* **WORK INSTRUCTION**
Exclude the images, then return every line below exactly as written.

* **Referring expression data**
════════

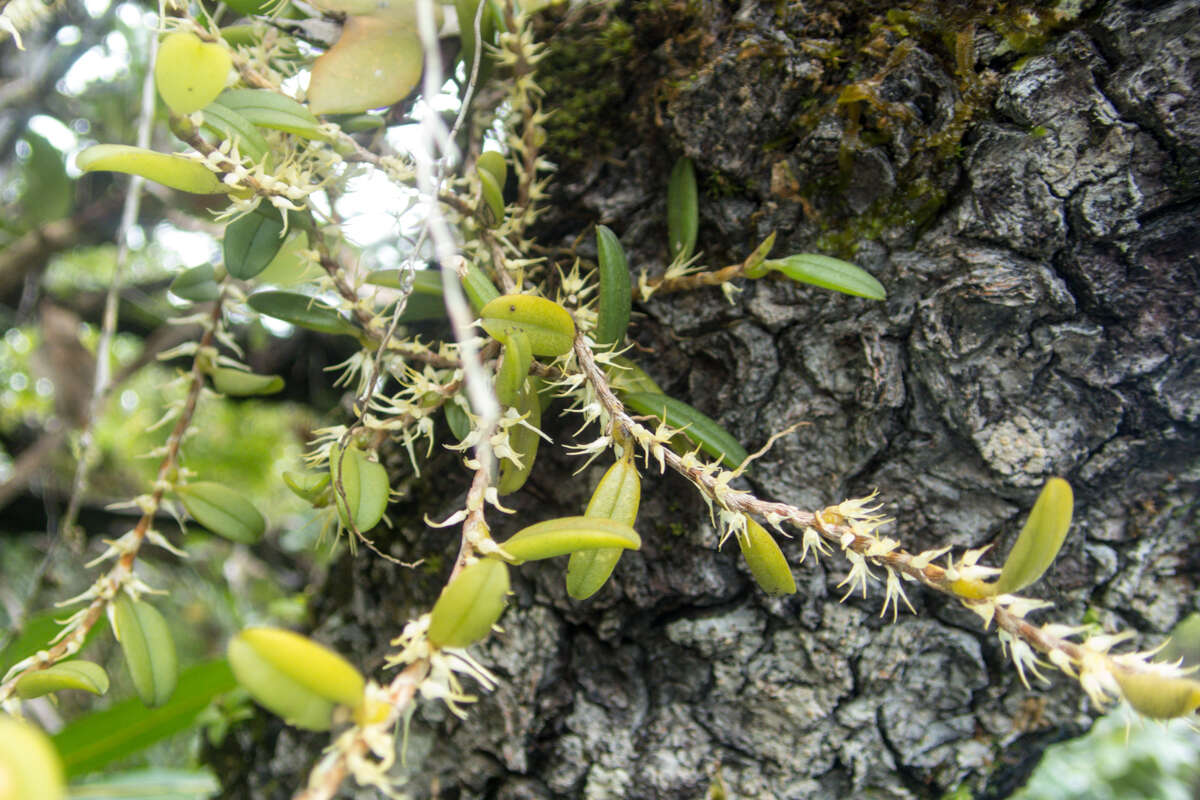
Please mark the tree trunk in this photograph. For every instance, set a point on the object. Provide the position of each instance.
(1025, 185)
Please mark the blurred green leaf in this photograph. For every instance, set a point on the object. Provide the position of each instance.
(97, 739)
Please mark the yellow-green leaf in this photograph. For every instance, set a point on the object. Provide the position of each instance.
(469, 605)
(222, 511)
(294, 677)
(699, 427)
(549, 326)
(567, 535)
(171, 170)
(30, 768)
(683, 210)
(190, 73)
(766, 560)
(829, 274)
(197, 284)
(66, 674)
(523, 441)
(1158, 697)
(239, 383)
(148, 647)
(514, 367)
(366, 487)
(375, 62)
(270, 109)
(1041, 539)
(301, 311)
(617, 497)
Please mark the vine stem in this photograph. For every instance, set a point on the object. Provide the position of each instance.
(107, 587)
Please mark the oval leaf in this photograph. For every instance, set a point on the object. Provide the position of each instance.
(375, 62)
(1158, 697)
(617, 497)
(270, 109)
(616, 294)
(190, 73)
(683, 210)
(252, 240)
(549, 326)
(174, 172)
(567, 535)
(700, 428)
(523, 441)
(222, 511)
(469, 605)
(766, 560)
(829, 274)
(67, 674)
(1041, 539)
(197, 284)
(514, 367)
(231, 125)
(148, 647)
(366, 487)
(294, 677)
(493, 197)
(311, 487)
(30, 768)
(301, 311)
(239, 383)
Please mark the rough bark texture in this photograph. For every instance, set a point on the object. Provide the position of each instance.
(1026, 188)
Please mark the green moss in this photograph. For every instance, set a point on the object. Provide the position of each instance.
(583, 80)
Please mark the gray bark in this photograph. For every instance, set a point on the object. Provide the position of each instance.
(1036, 224)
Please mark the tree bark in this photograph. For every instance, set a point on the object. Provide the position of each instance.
(1026, 188)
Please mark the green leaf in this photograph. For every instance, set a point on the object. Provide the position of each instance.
(766, 560)
(375, 62)
(29, 767)
(366, 487)
(197, 284)
(149, 785)
(66, 674)
(616, 294)
(239, 383)
(549, 326)
(222, 511)
(294, 677)
(301, 311)
(469, 605)
(1041, 539)
(252, 240)
(424, 302)
(49, 192)
(34, 636)
(514, 367)
(103, 737)
(172, 170)
(828, 274)
(493, 197)
(699, 427)
(231, 125)
(616, 497)
(683, 210)
(270, 109)
(567, 535)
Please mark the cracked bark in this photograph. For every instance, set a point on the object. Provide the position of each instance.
(1036, 223)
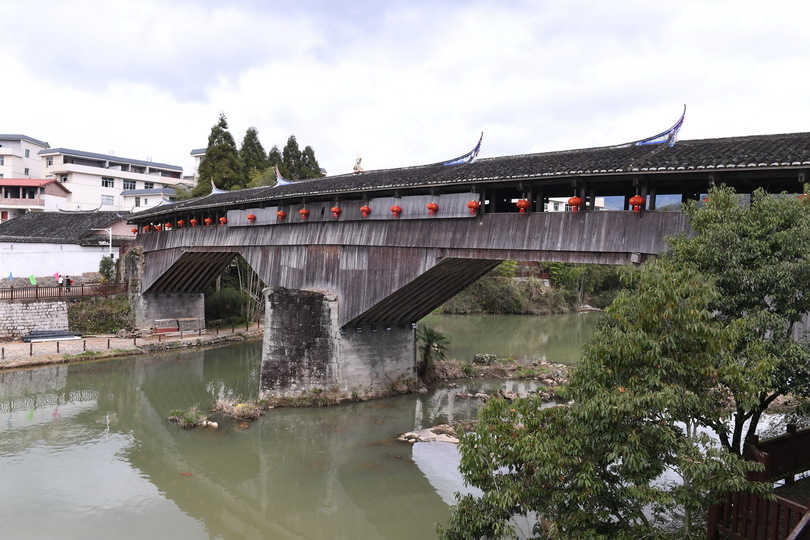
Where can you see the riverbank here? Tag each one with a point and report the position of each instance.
(18, 354)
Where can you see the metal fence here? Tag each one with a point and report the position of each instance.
(95, 289)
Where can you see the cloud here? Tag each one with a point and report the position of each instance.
(400, 84)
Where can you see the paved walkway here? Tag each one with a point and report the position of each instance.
(18, 354)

════════

* **EXERCISE SOLUTION**
Please mark the tree trunk in this photograph. For every instance, set a point on the object. Provide the position of each instance.
(1025, 185)
Please mark the blurred green leaf in this photograph. For every instance, set a point on the object. Provide the position of each instance.
(97, 739)
Please mark the yellow-green leaf in this photograph. For every instance, set a point on the object. Provide the position of each instance.
(469, 605)
(222, 511)
(294, 677)
(699, 427)
(549, 326)
(567, 535)
(171, 170)
(30, 768)
(683, 210)
(190, 73)
(766, 560)
(829, 274)
(197, 284)
(66, 674)
(523, 441)
(1158, 697)
(239, 383)
(148, 647)
(514, 367)
(366, 487)
(375, 62)
(270, 109)
(1041, 539)
(301, 311)
(617, 497)
Please mark the vine stem in this photograph. For every instance, set a point on the object. Provide the position of each instance.
(107, 587)
Please mark the oval leaf in this photograph. For every instance, set a point on the object. Provide the position of each instance.
(375, 62)
(1158, 697)
(617, 497)
(270, 109)
(616, 294)
(190, 73)
(683, 210)
(252, 240)
(549, 326)
(174, 172)
(567, 535)
(700, 428)
(523, 441)
(222, 511)
(469, 605)
(766, 560)
(829, 274)
(67, 674)
(1041, 539)
(197, 284)
(514, 367)
(231, 125)
(148, 647)
(366, 487)
(294, 677)
(493, 197)
(311, 487)
(30, 768)
(301, 311)
(239, 383)
Please mark the rough bark texture in this photograph. For every instance, set a point on the object. Provide the position of each instance.
(1026, 188)
Please mark the green moss in this photograph. For every instance, set a point on the object. Provide the position of each instance.
(583, 80)
Please mark the gray bark in this photograph. For every instance, set a point on the object. Provide the position of each instance.
(1036, 224)
Please mark the tree bark in this photograph. For every instance, set a point on the object. Provide the position of each instance.
(1026, 188)
Please mark the green leaf in this photograph. For every instance, set a point on the object. Provide the position of each instance.
(766, 560)
(375, 62)
(29, 767)
(366, 487)
(197, 284)
(149, 785)
(66, 674)
(616, 294)
(239, 383)
(549, 326)
(222, 511)
(294, 677)
(301, 311)
(469, 605)
(1041, 539)
(252, 240)
(424, 302)
(49, 192)
(34, 636)
(514, 367)
(103, 737)
(172, 170)
(828, 274)
(493, 197)
(699, 427)
(231, 125)
(616, 497)
(683, 210)
(270, 109)
(567, 535)
Please mark the cracked bark in this photograph. For every instance, set a point on the object. Provide the position of each instance.
(1036, 223)
Where can you see the riverbank here? Tag each one with a point and report the position of each instance.
(18, 354)
Where can you see the metal fence here? Tag each one with a point and report the position of each instance.
(95, 289)
Where can you see the cloud here? Tag each one with a point and report the position of each instance.
(400, 84)
Where can you see the paved walkway here? Tag each one with a point and report the position of each instance.
(18, 354)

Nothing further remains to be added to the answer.